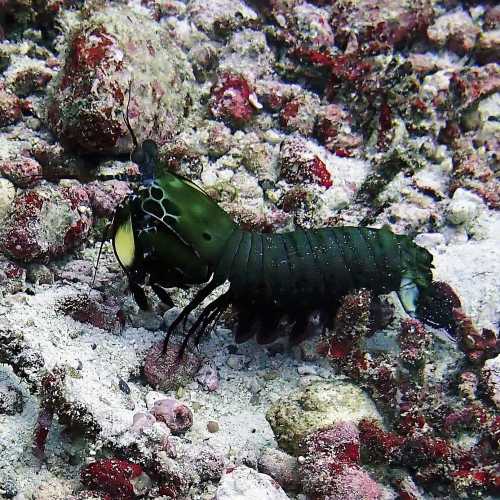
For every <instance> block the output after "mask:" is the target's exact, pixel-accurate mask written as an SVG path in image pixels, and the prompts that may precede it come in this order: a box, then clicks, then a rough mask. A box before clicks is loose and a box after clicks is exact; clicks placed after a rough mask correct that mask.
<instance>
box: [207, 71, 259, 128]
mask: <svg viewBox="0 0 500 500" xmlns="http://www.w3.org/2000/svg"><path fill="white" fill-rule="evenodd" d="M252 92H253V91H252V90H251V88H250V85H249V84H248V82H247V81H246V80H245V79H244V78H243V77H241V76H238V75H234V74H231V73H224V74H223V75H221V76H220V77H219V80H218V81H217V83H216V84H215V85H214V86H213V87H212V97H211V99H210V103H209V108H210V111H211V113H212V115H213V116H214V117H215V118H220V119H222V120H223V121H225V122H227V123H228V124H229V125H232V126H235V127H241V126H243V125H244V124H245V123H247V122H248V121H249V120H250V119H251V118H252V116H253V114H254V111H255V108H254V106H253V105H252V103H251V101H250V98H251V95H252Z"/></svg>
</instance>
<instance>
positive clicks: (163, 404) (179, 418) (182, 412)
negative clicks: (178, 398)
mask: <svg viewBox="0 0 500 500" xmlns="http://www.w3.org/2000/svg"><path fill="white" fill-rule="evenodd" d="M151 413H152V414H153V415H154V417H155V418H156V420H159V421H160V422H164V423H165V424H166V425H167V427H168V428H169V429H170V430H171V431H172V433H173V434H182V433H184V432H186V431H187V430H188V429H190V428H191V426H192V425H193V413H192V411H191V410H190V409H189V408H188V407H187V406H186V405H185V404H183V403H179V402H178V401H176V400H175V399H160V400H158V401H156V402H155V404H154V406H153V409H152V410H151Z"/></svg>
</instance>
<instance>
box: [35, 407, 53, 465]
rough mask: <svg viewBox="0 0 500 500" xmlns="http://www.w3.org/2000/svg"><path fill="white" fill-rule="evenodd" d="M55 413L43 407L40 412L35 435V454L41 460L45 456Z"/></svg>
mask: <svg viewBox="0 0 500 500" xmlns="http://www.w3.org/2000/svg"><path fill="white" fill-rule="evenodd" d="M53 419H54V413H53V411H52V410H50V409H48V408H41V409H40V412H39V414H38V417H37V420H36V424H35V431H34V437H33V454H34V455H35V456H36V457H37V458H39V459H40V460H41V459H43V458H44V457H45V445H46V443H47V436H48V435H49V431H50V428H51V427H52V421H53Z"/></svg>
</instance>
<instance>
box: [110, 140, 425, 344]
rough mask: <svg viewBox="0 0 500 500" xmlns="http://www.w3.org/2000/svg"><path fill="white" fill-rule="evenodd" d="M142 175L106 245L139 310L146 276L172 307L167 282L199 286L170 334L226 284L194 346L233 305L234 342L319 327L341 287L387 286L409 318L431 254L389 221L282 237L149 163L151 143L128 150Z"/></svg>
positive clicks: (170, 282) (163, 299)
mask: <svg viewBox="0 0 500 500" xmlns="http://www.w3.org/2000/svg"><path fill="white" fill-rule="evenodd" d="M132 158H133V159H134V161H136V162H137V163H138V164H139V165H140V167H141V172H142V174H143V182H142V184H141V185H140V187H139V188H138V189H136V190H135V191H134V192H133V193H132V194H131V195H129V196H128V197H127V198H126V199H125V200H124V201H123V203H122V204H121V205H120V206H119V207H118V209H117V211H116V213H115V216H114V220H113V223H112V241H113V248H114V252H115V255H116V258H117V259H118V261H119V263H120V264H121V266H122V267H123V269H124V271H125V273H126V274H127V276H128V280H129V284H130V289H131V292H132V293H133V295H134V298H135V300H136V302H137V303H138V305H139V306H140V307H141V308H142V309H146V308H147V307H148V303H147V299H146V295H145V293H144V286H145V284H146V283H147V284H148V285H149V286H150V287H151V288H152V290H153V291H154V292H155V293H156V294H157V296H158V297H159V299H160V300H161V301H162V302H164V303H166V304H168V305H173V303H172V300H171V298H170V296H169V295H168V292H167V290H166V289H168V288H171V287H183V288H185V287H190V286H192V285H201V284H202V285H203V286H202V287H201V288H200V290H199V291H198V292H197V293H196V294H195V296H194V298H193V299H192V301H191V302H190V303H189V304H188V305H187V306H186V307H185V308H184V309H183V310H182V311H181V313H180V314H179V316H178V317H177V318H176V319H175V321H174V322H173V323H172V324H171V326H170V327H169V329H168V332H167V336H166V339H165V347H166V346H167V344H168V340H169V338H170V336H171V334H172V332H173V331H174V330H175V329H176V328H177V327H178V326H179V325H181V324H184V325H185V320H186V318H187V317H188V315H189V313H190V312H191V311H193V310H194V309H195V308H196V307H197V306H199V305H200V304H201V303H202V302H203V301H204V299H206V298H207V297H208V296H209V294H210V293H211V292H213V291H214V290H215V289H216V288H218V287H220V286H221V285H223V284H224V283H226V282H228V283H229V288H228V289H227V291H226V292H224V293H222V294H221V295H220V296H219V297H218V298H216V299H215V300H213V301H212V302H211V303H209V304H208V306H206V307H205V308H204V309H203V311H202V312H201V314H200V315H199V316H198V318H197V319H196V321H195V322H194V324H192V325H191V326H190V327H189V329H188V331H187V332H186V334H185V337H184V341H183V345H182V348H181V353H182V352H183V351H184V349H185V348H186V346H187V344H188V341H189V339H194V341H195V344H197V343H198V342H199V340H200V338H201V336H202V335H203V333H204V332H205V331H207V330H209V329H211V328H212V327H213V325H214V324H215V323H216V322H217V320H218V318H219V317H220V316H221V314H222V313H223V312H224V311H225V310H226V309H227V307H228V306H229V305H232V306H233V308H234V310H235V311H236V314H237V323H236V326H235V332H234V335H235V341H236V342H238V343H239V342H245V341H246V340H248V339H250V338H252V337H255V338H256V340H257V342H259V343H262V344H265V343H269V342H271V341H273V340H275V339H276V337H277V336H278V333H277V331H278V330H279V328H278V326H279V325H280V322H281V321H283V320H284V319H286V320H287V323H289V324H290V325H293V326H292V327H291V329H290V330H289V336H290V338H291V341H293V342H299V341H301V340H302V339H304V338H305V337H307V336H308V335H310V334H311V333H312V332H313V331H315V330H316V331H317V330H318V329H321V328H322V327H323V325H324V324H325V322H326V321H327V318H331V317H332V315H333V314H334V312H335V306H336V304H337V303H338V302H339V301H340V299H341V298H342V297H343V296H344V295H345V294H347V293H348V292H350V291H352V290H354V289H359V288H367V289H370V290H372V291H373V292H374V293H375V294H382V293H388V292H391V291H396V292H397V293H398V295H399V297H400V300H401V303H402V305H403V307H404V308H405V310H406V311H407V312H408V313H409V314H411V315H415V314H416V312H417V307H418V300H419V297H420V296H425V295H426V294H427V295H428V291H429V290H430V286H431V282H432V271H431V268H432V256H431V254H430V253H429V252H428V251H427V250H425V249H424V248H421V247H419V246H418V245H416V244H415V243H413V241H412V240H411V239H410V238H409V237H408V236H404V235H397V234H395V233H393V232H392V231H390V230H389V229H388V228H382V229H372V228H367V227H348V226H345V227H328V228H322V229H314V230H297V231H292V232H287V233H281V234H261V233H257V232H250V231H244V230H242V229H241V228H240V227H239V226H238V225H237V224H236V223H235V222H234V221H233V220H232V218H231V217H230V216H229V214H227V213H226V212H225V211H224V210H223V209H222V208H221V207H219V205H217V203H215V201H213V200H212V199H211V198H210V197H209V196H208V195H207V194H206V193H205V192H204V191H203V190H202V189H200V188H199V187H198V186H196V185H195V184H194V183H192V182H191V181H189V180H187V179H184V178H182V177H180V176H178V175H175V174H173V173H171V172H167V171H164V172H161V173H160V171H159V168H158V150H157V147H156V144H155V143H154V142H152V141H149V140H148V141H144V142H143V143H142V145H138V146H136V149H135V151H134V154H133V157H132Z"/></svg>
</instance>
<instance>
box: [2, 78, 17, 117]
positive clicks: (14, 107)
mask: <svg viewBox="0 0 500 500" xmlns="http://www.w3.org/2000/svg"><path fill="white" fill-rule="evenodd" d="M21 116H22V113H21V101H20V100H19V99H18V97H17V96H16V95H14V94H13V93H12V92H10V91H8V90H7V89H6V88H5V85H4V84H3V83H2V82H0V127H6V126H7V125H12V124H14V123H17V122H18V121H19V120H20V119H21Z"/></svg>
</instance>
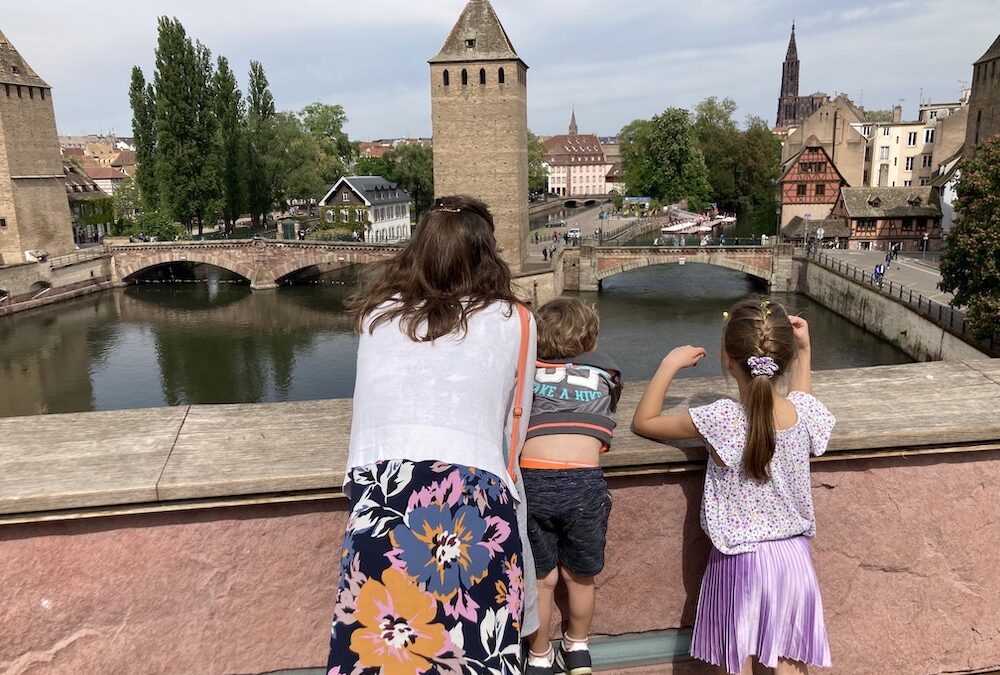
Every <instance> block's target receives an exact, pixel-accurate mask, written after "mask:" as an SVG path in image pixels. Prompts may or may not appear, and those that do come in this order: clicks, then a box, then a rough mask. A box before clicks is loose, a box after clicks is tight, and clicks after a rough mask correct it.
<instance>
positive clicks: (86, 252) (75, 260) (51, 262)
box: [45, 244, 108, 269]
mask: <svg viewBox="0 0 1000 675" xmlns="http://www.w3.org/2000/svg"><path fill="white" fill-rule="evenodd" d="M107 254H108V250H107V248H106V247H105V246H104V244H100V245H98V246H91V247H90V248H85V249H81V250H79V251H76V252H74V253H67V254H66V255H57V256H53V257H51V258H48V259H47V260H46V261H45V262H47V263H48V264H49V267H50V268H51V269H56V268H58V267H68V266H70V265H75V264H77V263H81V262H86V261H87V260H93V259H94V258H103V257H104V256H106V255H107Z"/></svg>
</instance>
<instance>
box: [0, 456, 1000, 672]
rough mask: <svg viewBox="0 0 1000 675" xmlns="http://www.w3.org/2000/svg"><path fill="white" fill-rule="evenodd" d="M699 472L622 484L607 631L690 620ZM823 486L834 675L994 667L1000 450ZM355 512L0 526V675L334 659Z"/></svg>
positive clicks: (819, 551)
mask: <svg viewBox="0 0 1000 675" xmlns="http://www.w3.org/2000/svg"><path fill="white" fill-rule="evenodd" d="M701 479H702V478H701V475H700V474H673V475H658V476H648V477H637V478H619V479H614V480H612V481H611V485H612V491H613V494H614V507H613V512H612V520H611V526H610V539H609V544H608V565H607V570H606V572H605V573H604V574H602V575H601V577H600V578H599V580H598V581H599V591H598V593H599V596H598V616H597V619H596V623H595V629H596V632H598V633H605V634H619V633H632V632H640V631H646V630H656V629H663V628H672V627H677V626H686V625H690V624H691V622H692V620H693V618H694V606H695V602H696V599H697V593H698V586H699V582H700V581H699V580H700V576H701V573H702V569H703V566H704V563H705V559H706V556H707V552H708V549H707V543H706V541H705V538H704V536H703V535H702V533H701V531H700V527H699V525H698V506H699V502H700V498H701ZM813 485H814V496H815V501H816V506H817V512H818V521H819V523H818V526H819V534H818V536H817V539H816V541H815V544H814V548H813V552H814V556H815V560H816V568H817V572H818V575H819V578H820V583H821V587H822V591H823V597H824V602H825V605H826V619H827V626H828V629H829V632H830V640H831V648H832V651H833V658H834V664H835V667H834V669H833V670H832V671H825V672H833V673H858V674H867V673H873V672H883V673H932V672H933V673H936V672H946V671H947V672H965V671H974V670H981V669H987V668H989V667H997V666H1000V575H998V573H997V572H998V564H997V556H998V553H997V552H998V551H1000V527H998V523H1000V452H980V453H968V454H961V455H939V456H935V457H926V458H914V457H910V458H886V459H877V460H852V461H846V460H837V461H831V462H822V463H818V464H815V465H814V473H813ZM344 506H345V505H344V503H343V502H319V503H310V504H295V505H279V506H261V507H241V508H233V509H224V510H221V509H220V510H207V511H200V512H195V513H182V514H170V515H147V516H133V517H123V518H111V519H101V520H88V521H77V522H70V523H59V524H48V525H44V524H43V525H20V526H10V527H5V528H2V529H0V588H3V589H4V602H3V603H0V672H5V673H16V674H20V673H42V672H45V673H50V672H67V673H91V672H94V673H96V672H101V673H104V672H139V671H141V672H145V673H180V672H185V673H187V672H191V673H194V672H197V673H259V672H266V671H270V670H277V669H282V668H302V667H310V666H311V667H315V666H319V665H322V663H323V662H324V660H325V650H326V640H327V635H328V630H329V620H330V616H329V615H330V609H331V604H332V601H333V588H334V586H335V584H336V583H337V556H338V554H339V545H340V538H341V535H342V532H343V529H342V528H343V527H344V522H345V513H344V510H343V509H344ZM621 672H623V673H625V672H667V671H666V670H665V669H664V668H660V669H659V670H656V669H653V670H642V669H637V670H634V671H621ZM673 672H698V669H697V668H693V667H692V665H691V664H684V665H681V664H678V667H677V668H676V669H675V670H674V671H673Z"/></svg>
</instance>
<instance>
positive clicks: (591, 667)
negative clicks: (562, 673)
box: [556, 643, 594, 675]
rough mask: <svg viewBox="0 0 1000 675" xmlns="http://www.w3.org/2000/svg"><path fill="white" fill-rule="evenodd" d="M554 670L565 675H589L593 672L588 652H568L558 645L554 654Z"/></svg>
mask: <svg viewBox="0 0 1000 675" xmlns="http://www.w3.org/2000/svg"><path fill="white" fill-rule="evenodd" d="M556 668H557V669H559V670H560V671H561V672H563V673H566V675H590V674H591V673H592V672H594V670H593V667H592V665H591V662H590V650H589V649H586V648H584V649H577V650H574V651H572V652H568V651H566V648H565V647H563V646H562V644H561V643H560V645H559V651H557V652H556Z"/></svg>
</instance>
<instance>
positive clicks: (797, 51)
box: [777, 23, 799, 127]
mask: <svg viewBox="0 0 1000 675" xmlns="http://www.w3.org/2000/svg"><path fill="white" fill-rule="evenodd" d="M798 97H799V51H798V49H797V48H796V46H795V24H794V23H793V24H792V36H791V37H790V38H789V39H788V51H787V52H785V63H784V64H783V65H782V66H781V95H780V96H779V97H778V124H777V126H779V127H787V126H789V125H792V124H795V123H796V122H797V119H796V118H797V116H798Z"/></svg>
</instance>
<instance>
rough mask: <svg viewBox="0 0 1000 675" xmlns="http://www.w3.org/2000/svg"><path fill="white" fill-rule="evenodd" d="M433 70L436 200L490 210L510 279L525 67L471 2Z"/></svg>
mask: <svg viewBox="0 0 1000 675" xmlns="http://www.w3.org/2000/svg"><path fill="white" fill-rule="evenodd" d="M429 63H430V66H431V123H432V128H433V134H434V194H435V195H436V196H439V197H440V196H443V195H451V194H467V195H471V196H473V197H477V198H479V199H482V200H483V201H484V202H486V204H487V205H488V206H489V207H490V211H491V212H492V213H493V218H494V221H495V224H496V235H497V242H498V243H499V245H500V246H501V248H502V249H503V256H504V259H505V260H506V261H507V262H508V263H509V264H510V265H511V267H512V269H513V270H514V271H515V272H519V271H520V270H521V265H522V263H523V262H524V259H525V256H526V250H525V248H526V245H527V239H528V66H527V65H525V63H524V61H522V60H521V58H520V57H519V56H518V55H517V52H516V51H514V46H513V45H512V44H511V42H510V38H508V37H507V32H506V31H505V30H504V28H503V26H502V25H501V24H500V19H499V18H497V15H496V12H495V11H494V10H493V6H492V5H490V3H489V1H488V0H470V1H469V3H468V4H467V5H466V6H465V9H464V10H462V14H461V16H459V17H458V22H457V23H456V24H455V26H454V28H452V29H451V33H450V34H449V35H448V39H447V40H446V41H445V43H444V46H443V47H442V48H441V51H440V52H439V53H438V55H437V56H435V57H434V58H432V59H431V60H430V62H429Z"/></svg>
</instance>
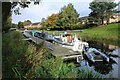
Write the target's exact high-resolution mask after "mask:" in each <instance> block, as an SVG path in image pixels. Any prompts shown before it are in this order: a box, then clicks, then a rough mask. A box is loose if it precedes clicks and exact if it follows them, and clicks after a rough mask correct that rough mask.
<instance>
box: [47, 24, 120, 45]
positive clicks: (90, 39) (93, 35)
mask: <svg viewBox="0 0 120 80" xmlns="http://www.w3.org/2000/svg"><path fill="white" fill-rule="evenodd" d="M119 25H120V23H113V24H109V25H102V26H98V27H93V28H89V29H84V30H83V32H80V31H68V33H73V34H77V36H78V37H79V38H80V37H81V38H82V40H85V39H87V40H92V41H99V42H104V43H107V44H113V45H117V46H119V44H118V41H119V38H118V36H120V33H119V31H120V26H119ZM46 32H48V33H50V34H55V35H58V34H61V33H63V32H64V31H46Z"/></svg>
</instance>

::::::

■ **What you have to do**
What do the lines above say from the one containing "box: [556, 643, 594, 675]" down to the one containing "positive clicks: (797, 51)"? Return them exactly, both end lines included, and only them.

■ **Solution below**
box: [556, 643, 594, 675]
rough mask: <svg viewBox="0 0 1000 675" xmlns="http://www.w3.org/2000/svg"><path fill="white" fill-rule="evenodd" d="M554 670L565 675H589L593 672L588 652H568L558 645L554 654Z"/></svg>
mask: <svg viewBox="0 0 1000 675" xmlns="http://www.w3.org/2000/svg"><path fill="white" fill-rule="evenodd" d="M556 668H557V669H559V670H560V671H561V672H563V673H566V675H590V674H591V673H592V672H594V670H593V667H592V665H591V662H590V650H589V649H586V648H584V649H577V650H574V651H572V652H568V651H566V648H565V647H563V646H562V644H561V643H560V645H559V651H557V652H556Z"/></svg>
</instance>
<instance>
positive clicks: (797, 51)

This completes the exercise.